BEGIN Data extracts

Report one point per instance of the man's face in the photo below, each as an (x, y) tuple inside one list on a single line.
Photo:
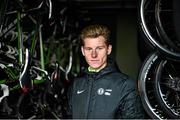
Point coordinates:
[(96, 51)]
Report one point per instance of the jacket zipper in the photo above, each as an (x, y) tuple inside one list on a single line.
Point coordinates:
[(91, 80)]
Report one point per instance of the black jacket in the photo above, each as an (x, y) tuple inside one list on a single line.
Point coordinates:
[(107, 94)]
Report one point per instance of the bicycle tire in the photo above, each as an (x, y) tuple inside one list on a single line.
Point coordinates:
[(166, 91), (145, 84), (154, 39)]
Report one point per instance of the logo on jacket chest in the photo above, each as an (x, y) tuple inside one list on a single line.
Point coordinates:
[(102, 91)]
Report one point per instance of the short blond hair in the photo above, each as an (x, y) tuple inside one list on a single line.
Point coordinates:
[(94, 31)]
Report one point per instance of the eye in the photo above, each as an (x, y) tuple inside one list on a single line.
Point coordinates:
[(99, 48)]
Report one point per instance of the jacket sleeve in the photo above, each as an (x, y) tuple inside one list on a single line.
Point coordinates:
[(130, 107), (69, 101)]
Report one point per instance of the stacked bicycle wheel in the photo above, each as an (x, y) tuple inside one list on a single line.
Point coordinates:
[(159, 77)]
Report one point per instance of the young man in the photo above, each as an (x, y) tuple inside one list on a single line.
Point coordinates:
[(102, 91)]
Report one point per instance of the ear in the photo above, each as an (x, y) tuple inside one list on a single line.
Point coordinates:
[(82, 50), (109, 49)]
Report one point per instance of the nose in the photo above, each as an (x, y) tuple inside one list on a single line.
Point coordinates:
[(94, 54)]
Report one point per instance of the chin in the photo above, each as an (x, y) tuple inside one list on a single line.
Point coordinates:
[(95, 66)]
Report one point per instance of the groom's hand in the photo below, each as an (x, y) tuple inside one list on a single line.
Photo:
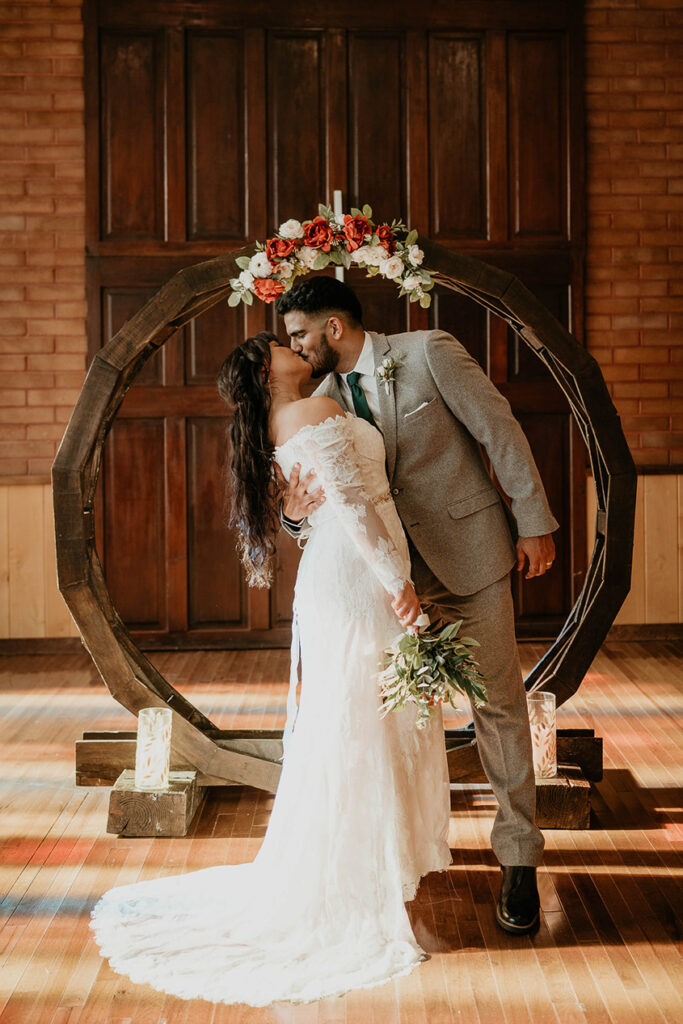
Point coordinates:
[(297, 503), (407, 605), (539, 550)]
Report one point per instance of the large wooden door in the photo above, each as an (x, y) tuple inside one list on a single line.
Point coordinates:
[(207, 126)]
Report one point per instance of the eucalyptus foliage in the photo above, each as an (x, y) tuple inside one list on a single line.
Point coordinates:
[(430, 668)]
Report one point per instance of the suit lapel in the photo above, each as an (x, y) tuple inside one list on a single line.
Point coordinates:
[(387, 402), (330, 388)]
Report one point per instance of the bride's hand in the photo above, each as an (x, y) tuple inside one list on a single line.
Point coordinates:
[(297, 503), (407, 605)]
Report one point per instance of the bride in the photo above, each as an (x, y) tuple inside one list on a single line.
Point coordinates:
[(361, 810)]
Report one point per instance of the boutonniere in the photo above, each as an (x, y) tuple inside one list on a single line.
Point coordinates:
[(386, 372)]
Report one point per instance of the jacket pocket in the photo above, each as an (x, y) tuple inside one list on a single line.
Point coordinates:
[(473, 503), (415, 413)]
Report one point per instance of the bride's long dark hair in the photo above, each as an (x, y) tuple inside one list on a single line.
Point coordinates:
[(243, 383)]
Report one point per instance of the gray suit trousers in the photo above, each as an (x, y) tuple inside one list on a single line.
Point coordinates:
[(503, 732)]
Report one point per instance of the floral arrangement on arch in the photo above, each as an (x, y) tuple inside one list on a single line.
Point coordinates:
[(341, 240)]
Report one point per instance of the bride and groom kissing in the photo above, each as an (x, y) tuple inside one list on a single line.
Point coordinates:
[(383, 482)]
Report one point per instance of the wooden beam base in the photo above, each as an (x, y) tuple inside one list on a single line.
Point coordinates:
[(161, 812), (563, 802)]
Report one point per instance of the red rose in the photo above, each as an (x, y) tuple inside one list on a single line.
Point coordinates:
[(386, 238), (355, 229), (318, 235), (268, 289), (276, 249)]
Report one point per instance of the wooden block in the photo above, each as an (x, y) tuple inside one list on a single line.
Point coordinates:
[(574, 747), (161, 812), (563, 802), (101, 756)]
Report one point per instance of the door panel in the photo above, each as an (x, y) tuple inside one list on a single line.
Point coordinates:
[(377, 142), (457, 164), (215, 136), (134, 518), (131, 89)]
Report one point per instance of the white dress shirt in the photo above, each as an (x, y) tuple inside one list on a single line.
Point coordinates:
[(367, 380)]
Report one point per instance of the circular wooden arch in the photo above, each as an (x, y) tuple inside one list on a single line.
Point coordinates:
[(131, 678)]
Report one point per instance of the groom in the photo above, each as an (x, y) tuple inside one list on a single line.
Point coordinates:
[(434, 413)]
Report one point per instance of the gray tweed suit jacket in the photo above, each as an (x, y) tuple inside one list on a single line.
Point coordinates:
[(440, 408)]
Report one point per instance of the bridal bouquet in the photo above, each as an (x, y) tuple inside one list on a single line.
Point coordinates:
[(428, 668)]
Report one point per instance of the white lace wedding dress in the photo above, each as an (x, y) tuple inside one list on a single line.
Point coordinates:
[(361, 811)]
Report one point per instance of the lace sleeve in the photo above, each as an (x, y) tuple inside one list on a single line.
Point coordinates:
[(330, 446)]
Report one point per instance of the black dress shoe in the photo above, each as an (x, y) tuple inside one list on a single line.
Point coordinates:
[(517, 909)]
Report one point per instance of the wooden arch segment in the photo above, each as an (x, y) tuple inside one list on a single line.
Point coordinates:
[(132, 679)]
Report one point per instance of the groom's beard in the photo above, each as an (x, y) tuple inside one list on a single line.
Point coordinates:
[(323, 359)]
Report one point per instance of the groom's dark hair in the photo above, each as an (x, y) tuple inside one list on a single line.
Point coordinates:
[(321, 295)]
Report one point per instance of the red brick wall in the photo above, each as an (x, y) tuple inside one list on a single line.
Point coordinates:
[(634, 95), (42, 276), (634, 98)]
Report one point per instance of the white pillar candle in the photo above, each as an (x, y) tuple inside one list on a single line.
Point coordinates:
[(153, 751), (544, 733)]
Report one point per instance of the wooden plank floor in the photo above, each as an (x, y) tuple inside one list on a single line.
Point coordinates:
[(606, 949)]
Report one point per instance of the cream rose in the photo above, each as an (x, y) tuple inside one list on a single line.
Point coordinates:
[(307, 256), (286, 268), (392, 267), (415, 255), (291, 229), (260, 265)]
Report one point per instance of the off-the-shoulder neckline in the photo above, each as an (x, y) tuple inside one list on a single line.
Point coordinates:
[(311, 426)]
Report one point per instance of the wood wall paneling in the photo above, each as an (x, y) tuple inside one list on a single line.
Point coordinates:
[(662, 547), (132, 76), (235, 127), (26, 558), (457, 147), (215, 135)]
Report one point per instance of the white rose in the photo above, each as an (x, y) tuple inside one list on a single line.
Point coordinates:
[(306, 256), (286, 268), (291, 229), (260, 265), (391, 267), (415, 255), (374, 255)]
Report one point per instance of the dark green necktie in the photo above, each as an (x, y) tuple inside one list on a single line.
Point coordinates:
[(359, 401)]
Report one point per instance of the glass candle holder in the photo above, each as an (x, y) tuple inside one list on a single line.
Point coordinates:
[(544, 733), (153, 751)]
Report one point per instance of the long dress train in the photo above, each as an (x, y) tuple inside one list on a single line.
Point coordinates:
[(361, 810)]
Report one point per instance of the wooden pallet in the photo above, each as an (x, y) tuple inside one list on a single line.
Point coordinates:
[(159, 812)]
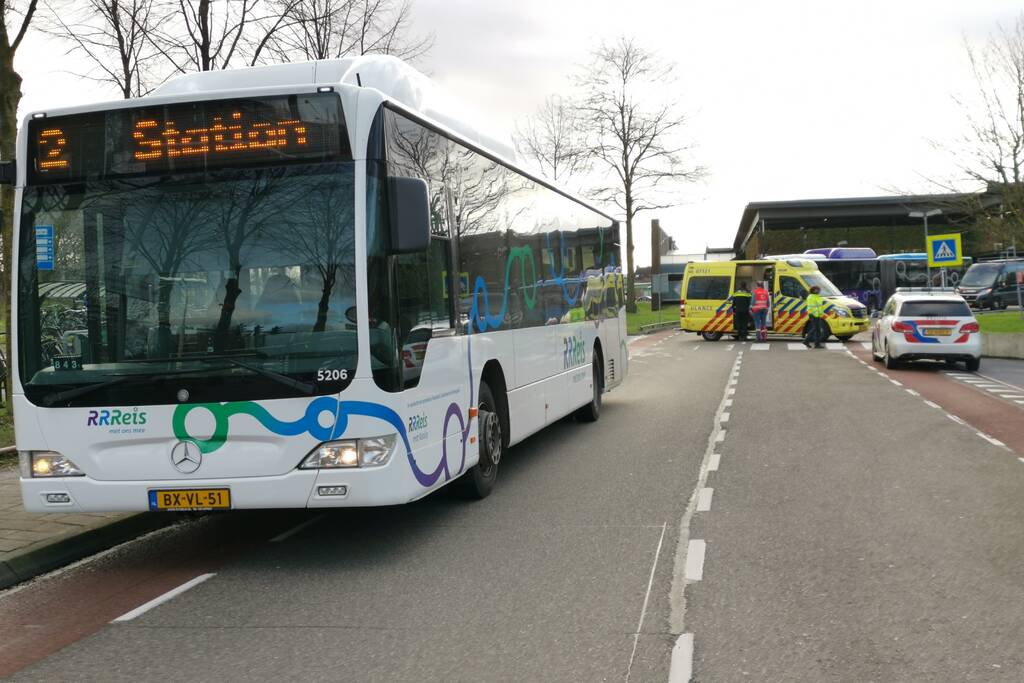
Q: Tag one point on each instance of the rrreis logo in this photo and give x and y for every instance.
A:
(573, 351)
(118, 421)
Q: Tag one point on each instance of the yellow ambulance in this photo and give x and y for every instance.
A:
(706, 308)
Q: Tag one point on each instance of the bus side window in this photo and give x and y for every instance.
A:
(791, 287)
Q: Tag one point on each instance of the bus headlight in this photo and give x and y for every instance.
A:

END Data extracts

Assignment: The expected answer is the data retyped exactly, without pictures.

Response:
Report one point per instance of the man's face in the photo below, each as an (x, y) tuple inside one list on a single line.
Photo:
Point coordinates:
[(96, 51)]
Report one point per instance of the jacket zipper in the photo above, each as an (x, y) tuple inside one list on a single line.
Point coordinates:
[(91, 80)]
Report one point per instance of the black jacket in the photo above, each as an (x, y) tuple inside one list on a single line.
Point coordinates:
[(107, 94)]
Report one point per instance of the bicycle tire in the photo above, each as an (x, y) tuple inside one list on a single line.
Point coordinates:
[(166, 91), (145, 84), (154, 39)]
Report one point per instance of the logo on jacket chest in the photo above, each as an (x, y) tuple inside one list on a single line.
Point coordinates:
[(102, 91)]
Report one point per instance of the short blond hair in the photo above, each as an (x, y) tuple inside one list on a single line.
Point coordinates:
[(94, 31)]
Report one point per instance of the eye in the photo above, each as an (x, y) tuple inside one list on a single line.
Point coordinates:
[(99, 48)]
Report one point per instance of the jacket sleeve in the photo above, each as an (x, y) tuple inside one list on a single line.
Point coordinates:
[(130, 107), (69, 101)]
Report one point per instance of the stacked bicycle wheel in the photo above, each as an (x, y) tuple inside one list on a single line.
Point coordinates:
[(159, 77)]
Report one point per instance of the young man in the photo above, each as an (x, y) tuple inside one list on a single line.
Point coordinates:
[(102, 91)]
Report one point per instance of the ear in the photo above, each as an (x, y) tuple inside one list on a single line.
Point coordinates:
[(82, 50), (109, 49)]
Report one point per instance of the nose in the photo above, each as an (x, y) tuple inside one list on a single line.
Point coordinates:
[(94, 54)]
Report one point per instance of the chin in the photo above, each as an (x, y) tuple inside one list on a single line.
Point coordinates:
[(95, 66)]
Report one point per instance of the groom's hand in the photo below, each as an (x, y) tuple inside one list on a single line.
Photo:
Point coordinates:
[(297, 503), (407, 605), (539, 550)]
Report one point per instance of the large wooden door in the photo above, each as an (x, y) tuple inside one list on a single line.
Point coordinates:
[(207, 126)]
Report one point per instance of the eucalyptus foliage in the photo above, each as an (x, y) tuple inside one list on a single line.
Point coordinates:
[(430, 668)]
Report one point per instance of the suit lapel in the photo above, each as an (x, y) tuple inside one list on a single line.
Point coordinates:
[(387, 402), (330, 388)]
Report one point per instance of the bride's hand in the photo above, each as an (x, y) tuple inside one list on a single line.
Point coordinates:
[(297, 503), (407, 605)]
Report one point per instance of the bride in the photo above, each as an (x, y) tuple inside one list on a single line.
Point coordinates:
[(361, 810)]
Report one point per instance of the boutonniere in the photo above, each as an (x, y) tuple inside one list on a single line.
Point coordinates:
[(386, 372)]
Report one point per instance of the jacket pocket in the photo above, each as an (x, y) tuple inside one list on a single line.
Point coordinates:
[(473, 503), (415, 413)]
Report one point per instance of the bride's long dark hair in the photo above, each as an (x, y) tuple inside one list on a single line.
Point coordinates:
[(243, 383)]
Report one point per instance of the gray suit trousers in the photo above, each as an (x, y) tuple inside one list on a single line.
Point coordinates:
[(503, 732)]
Report one point per instance of the floral arrangement on arch in the photo above, each as an (x, y) tuple inside one list on a single line.
Point coordinates:
[(341, 240)]
Report one point per instance of the bride and groom kissing in the photo above, each as an (x, y) tuple inside one list on a single line.
Point coordinates:
[(383, 482)]
Report one point per instance of the wooden beam base in the photo above, each as an (x, y) tuple inside one list on a single line.
Point coordinates:
[(161, 812), (563, 802)]
Report one point per instance of the red rose in the photo above, each as an (x, y) tuple inside one list on a single line.
Point coordinates:
[(386, 238), (355, 229), (318, 235), (268, 289), (276, 249)]
Report one point per instance of the wooden block in the photo above, each as an (x, y) tuple inside one list on a single line.
Point coordinates:
[(574, 747), (161, 812), (563, 802), (101, 756)]
Report one point per instance of the door panel in the photo above, each as an (x, y) tuple inside one list on a single line.
Point coordinates:
[(377, 142), (457, 164), (215, 136), (134, 518), (131, 89)]
Report one point per instance of the white dress shirt in the photo above, each as an (x, y) tuple inside one list on a single line.
Point coordinates:
[(367, 380)]
Report one point per instance of the circular wooden arch in the photo above, each as an (x, y) tuple inside one list on a single line.
Point coordinates:
[(131, 678)]
Report one point per instance of the groom in the photo above, each as an (x, y) tuple inside one list on a single line.
Point coordinates:
[(434, 413)]
Report one point per instance of the gray tweed suit jacket in the photo above, each as an (x, y) tuple inside one list on a single line.
Point coordinates:
[(440, 408)]
Report one point per instance of the bridal bouquet in the photo above, each as an (x, y) tuple inside one list on a single line.
Point coordinates:
[(428, 668)]
Report one point per instance of the white lace wedding dress in the photo above, each as an (x, y) tuple inside one list on a single line.
Point coordinates:
[(361, 811)]
Report one point per instance of the lace sleeve in the photo above, each as an (x, y) tuple inside one list on a single line.
Point coordinates:
[(330, 446)]
Report one point per instance of the black dress shoe in the photo above, each as an (x, y) tuple inside one list on a single line.
Point coordinates:
[(517, 909)]
Report one point per instance of the wooden arch segment in the photo above, each as an (x, y) tuple inside one list on a single line.
Point coordinates:
[(132, 679)]
Report one point per instance of the groom's beard in the photo above, each as an (x, y) tuple inside one list on a single line.
Point coordinates:
[(323, 359)]
Report one point per instance of the groom's dark hair in the photo above, each as an (x, y) tuple inside one list on a single line.
Point coordinates:
[(321, 295)]
Report one point per instance of the red brick wall in the photo above, each as an (x, y) tuple inside one list on a single line.
Point coordinates:
[(634, 95), (42, 276), (634, 98)]
Report one point per instance of the white pillar candle in the photo above, each as an (x, y) tuple inside one list on a single line.
Point coordinates:
[(153, 751), (544, 733)]
Report one point per instance of the wooden plank floor in the photo above, each as an (x, y) tuple inside one list on a single line.
Point coordinates:
[(606, 949)]
Report one point per instance of the cream rose in the photo above, each as an (x, y) tuple inside one list on a single line.
Point coordinates:
[(307, 256), (286, 268), (392, 267), (415, 255), (291, 229), (260, 265)]
Report one point per instance of the off-the-shoulder neckline in the photo above, each as an (x, y) tuple inside one list on a single line.
Point coordinates:
[(311, 426)]
Report one point per instance of the wood wall paneling in the photo above, each as an (x, y) tuple inside one list on a single line.
Point coordinates:
[(662, 547), (132, 76), (235, 127), (26, 558), (457, 147), (215, 135)]
Report one point per instance of the white rose in the photo above, each as an (x, y) tuple inside one list on a single line.
Point coordinates:
[(306, 256), (286, 268), (291, 229), (260, 265), (391, 267), (415, 255), (374, 255)]
Report one point per instance of the dark green necktie in the photo above, each as an (x, y) tuple inside one list on a single line.
Point coordinates:
[(359, 401)]
Report one point per instance of the glass candle holder in the photo above, each as an (x, y) tuple inside one list on a single line.
Point coordinates:
[(544, 733), (153, 751)]
Report one point per instance of the long dress train in the photo above, each as an (x, y) tuple inside one list on a single line.
Point coordinates:
[(361, 810)]
Report one point per instance of the wooden pallet in the photo above, each as an (x, y) tuple inside one list on a single line.
Point coordinates:
[(159, 812)]
Q: Tag one point on each instance of the rrreis logo in this photo and give x and y for every instance.
A:
(573, 351)
(118, 421)
Q: Tag one point on each instance of the yellow ambulance in this photo and give x and y for every instance.
A:
(706, 308)
Q: Tag one point on each instance of the bus side window in this photo and give x and y for every instance.
A:
(791, 287)
Q: Tag one point on each instance of the bus headlight in this photo and give x and y for every instance.
A:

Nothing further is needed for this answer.